▶ **PROBLEM TO WORK ON**
Copy the records below, from the line with "occurrence of yellow" up to and including the end of the records, changing "shoulder cord" to "lanyard" and keeping everything else the same. Give only those lines.
· · ·
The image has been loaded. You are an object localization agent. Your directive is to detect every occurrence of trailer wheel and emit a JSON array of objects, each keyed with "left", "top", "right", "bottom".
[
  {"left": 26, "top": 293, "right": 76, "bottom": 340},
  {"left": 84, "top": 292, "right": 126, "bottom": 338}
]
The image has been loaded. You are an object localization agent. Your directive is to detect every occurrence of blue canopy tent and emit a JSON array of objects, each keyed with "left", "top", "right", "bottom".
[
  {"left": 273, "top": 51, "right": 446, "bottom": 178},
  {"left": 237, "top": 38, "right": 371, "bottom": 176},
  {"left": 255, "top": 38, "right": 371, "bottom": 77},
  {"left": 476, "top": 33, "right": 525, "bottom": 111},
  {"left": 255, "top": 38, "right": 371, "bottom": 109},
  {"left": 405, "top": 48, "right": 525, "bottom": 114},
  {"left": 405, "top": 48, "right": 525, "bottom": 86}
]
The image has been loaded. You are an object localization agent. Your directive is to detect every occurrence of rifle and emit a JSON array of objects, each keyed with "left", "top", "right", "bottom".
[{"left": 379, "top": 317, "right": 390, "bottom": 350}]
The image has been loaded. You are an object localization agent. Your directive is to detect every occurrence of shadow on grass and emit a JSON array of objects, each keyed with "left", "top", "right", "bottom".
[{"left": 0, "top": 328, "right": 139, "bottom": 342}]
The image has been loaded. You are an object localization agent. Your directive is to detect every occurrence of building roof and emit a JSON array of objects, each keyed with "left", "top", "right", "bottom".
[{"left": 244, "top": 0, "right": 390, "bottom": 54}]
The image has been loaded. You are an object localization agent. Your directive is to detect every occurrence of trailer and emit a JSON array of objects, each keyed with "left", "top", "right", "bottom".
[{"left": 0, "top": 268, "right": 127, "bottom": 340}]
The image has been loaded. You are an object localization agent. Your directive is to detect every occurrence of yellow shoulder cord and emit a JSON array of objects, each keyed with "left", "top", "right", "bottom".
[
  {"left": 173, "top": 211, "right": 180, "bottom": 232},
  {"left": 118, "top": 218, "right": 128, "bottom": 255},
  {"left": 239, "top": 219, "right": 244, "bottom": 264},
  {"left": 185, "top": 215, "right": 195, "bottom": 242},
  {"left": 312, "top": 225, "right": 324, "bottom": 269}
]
· · ·
▶ **OUTPUT OF THE TASK**
The image has been loaded. You are an object localization agent. Your directive is to detect every occurrence of yellow lanyard and emit a JSON array of objects, each keyed with "left", "top", "right", "bottom".
[
  {"left": 173, "top": 211, "right": 180, "bottom": 232},
  {"left": 118, "top": 218, "right": 128, "bottom": 255},
  {"left": 239, "top": 219, "right": 244, "bottom": 264},
  {"left": 185, "top": 215, "right": 195, "bottom": 242},
  {"left": 312, "top": 225, "right": 324, "bottom": 269}
]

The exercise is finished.